• _Text provided_
Daniel Mellado
Daniel is a Principal Software Engineer at Red Hat. He’s been involved in several networking projects, such as Kuryr-Kubernetes (a CNI plugin which enables native Neutron-based networking in Kubernetes), MetalLB and recently he’s been tackling Edge, Telco NFV and Observability use cases. He’s been a PTL (Project Team Lead) at some projects in OpenStack, a member of the Kubernetes SIG Group and part of the panel for the Leveraging Containers and OpenStack. He's also acting as the main coordinator for the Fedora eBPF-sig-group.
Sessions
With thousands of available plugins, Ansible automates and orchestrates configuration management, application deployment as well as cloud, network, security and server infrastructure.
Beyond these typical scenarios, it can be a great abstraction layer to interface or glue different tools and systems together.
Given this wide range of use cases and the many ways they can all go wrong differently dozens or thousands of times a day, it would be interesting and useful to have detailed and granular metrics about individual playbooks, hosts and tasks.
We could spot improvements, regressions, spikes and bottlenecks in Grafana to make playbooks run better and faster.
If unexpected changes or failures happen, we could notify someone or something about it with Alertmanager.
In this talk we'll explain and show "why not" using an implementation that puts Ansible metrics in Prometheus using ARA Records Ansible.
At time of writing, it kind of works and puts many pieces of the puzzle together but doesn't quite use the right approach. It turns out putting historical metrics in Prometheus is not that simple.
We might just find out how to do it together if you are interested in the use case !

• _Coordinate annotation records_
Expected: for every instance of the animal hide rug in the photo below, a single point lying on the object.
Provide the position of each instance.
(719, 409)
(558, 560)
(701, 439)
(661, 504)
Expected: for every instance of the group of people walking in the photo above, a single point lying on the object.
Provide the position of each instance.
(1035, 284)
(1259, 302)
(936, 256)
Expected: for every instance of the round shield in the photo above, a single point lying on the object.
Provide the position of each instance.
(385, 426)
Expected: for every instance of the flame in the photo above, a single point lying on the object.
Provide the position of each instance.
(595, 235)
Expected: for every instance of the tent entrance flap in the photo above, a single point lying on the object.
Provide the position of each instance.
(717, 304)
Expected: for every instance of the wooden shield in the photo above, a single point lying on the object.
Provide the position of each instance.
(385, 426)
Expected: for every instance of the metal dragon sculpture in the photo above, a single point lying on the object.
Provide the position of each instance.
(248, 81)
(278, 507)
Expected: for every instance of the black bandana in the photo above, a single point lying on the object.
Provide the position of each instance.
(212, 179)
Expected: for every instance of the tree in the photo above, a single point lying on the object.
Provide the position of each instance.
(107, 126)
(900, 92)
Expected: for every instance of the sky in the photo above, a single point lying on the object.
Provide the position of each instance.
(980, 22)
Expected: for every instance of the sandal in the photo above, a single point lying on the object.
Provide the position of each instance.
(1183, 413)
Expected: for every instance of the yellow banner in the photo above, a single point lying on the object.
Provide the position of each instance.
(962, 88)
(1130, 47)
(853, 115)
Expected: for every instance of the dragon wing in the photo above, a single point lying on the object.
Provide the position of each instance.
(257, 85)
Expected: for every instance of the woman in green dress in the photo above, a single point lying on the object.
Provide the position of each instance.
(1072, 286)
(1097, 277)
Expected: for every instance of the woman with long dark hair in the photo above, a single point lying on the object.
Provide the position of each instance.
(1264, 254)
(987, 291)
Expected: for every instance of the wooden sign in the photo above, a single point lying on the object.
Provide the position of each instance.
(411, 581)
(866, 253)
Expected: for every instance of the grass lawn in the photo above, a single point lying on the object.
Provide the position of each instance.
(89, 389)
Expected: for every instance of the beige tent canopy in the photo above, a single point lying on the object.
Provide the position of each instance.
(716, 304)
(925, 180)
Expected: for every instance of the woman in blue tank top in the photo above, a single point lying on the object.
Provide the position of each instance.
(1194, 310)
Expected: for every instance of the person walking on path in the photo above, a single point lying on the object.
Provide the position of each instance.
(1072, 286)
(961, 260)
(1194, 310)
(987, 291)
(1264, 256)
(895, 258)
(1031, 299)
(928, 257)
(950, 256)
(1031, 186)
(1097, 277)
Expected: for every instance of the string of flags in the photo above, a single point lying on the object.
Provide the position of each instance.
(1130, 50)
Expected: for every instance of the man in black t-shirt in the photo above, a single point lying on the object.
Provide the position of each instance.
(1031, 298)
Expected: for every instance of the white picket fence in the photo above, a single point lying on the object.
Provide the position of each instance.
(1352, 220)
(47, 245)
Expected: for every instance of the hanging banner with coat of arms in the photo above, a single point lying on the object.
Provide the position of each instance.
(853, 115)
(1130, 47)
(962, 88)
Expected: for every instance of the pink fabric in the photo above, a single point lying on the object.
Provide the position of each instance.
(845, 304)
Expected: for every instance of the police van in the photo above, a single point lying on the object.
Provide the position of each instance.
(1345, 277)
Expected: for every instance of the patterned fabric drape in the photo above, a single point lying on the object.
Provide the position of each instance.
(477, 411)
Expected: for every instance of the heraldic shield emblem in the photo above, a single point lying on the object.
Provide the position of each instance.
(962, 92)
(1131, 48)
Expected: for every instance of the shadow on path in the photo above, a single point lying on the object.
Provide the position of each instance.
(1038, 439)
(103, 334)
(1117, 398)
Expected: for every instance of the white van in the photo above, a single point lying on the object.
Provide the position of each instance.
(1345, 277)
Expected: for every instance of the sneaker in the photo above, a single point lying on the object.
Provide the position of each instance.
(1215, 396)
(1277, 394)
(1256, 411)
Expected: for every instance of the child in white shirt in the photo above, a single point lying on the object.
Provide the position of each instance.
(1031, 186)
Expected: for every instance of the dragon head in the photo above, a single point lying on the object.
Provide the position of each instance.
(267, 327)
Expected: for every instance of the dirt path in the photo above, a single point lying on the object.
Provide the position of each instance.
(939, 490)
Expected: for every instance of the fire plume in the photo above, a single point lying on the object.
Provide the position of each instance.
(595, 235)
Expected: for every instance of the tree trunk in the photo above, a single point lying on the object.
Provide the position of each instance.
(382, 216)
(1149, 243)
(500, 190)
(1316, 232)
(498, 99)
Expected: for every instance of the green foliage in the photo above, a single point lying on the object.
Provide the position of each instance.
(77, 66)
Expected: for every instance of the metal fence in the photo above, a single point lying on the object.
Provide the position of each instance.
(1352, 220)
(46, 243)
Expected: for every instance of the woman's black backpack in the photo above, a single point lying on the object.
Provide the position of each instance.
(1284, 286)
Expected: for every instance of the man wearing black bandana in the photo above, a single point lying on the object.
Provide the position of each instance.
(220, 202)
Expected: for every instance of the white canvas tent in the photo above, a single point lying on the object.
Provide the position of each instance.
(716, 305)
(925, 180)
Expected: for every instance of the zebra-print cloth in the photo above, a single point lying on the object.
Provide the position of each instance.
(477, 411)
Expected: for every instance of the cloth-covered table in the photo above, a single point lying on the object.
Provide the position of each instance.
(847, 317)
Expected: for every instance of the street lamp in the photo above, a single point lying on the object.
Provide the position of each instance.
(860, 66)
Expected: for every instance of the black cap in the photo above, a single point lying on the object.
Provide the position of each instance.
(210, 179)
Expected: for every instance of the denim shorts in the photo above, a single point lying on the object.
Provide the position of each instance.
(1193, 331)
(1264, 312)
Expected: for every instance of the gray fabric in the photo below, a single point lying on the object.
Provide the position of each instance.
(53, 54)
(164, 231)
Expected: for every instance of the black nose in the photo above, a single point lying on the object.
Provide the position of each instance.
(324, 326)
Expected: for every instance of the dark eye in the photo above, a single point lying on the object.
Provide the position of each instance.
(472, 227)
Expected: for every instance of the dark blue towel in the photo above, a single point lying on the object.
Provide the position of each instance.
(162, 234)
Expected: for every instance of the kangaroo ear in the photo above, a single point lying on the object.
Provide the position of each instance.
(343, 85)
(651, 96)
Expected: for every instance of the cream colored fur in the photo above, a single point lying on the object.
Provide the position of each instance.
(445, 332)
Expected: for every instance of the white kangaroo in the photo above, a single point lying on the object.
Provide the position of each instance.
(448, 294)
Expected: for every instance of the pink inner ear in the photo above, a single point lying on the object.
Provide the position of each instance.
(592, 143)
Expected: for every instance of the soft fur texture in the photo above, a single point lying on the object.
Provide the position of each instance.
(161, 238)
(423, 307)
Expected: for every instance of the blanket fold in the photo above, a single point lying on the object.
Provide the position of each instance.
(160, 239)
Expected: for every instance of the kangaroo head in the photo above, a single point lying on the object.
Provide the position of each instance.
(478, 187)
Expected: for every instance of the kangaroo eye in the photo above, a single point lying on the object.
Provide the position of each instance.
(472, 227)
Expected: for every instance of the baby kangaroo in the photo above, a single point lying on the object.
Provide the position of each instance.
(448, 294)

• _Tasks to perform_
a: Reproduce the full speaker profile and talk description above, word for word.
b: Count the lines in the entries that contain the string "fence" with matching case, and reply with only the number.

• _Final results_
a:
Daniel Mellado
Daniel is a Principal Software Engineer at Red Hat. He’s been involved in several networking projects, such as Kuryr-Kubernetes (a CNI plugin which enables native Neutron-based networking in Kubernetes), MetalLB and recently he’s been tackling Edge, Telco NFV and Observability use cases. He’s been a PTL (Project Team Lead) at some projects in OpenStack, a member of the Kubernetes SIG Group and part of the panel for the Leveraging Containers and OpenStack. He's also acting as the main coordinator for the Fedora eBPF-sig-group.
Sessions
With thousands of available plugins, Ansible automates and orchestrates configuration management, application deployment as well as cloud, network, security and server infrastructure.
Beyond these typical scenarios, it can be a great abstraction layer to interface or glue different tools and systems together.
Given this wide range of use cases and the many ways they can all go wrong differently dozens or thousands of times a day, it would be interesting and useful to have detailed and granular metrics about individual playbooks, hosts and tasks.
We could spot improvements, regressions, spikes and bottlenecks in Grafana to make playbooks run better and faster.
If unexpected changes or failures happen, we could notify someone or something about it with Alertmanager.
In this talk we'll explain and show "why not" using an implementation that puts Ansible metrics in Prometheus using ARA Records Ansible.
At time of writing, it kind of works and puts many pieces of the puzzle together but doesn't quite use the right approach. It turns out putting historical metrics in Prometheus is not that simple.
We might just find out how to do it together if you are interested in the use case !

b: 2